§ **SELECTED PASSAGE**
-- START --

Archive for category Economy

What’s the weather like in Montenegro?

MONTENEGROThe latest round of “positive campaigning” from the Westminster parties centres again on the currency. It’s clear they’ve decided it’s the SNP’s weak spot, and they want to hammer on it. So now all three of Westminster’s parties of government have declared (or will declare, so the BBC have been briefed) that an independent Scotland would be barred from the SNP’s preferred approach, a formal currency union with the rUK.

On one level this is a trap the SNP have laid for themselves. Their policy has essentially evolved like this: “Yey Euro! No, wait, the Euro’s collapsing. Shit. What shall we do? Well, we could have our own currency. But that sounds scary. What’s the only other option? Keep the pound. Phew. Sounds safe.”

A better approach would clearly have been to say “well, on day one Scotland still continue to use the pound, as is normal when countries achieve independence, and it will be for the Scottish people to decide whether they prefer to move towards an independent currency, either as an end point or as a step towards the Euro, or to seek an ongoing currency union with rUK”. Not least because then the post-2016 Scottish Government would have a specific democratic mandate for a sterling zone if that was indeed the outcome of the election. Fear of uncertainty is why this is off the table. But if you want to know what happens after a future election, you’d better get used to uncertainty for obvious reasons.

Given that formal currency union would require Westminster’s assent, though, today’s stramash was entirely predictable (Jeff saw something similar coming in November 2011, although I disagree with some of his conclusions). Perhaps the SNP genuinely like the sight of Tory/Labour/Lib Dem bullying on this issue. It certainly looks ugly, but I can see Osborne’s logic: like it or not, this announcement does take the SNP’s preferred option off the table. They can’t keep saying “once we’ve had a Yes vote Westminster will have to take Scotland seriously”. Well, they can keep saying it if they wish, but it sounds increasingly ridiculous and practically as petulant as the Westminster parties’ position. Strategically, the Tories are correct to assume that this mess must reduce the chance of a Yes vote, and of course it’s not just them. With all three of the biggest parties at Westminster now publicly opposed to currency union, the SNP are effectively relying on persuading one or more of them changing their mind. Not a solid basis for the last seven months of a referendum campaign.

-- END --

Lines of data:
-- START --

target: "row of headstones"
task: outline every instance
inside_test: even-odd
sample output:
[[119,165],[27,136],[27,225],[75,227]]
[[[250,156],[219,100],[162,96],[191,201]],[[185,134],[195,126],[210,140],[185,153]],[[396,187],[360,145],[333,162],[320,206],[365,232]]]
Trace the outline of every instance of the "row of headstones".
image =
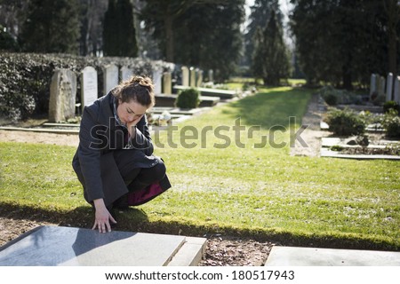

-- END --

§ **GOAL**
Answer these three questions using the post on Scotland's currency:
1. What is the SNP's preferred approach to the currency of an independent Scotland?
2. In what month and year did Jeff see something similar coming?
3. How many months of the referendum campaign are said to remain?
The records are not needed for any of the work here.

§ **THE RESULT**
1. A formal currency union with the rUK.
2. November 2011.
3. Seven months.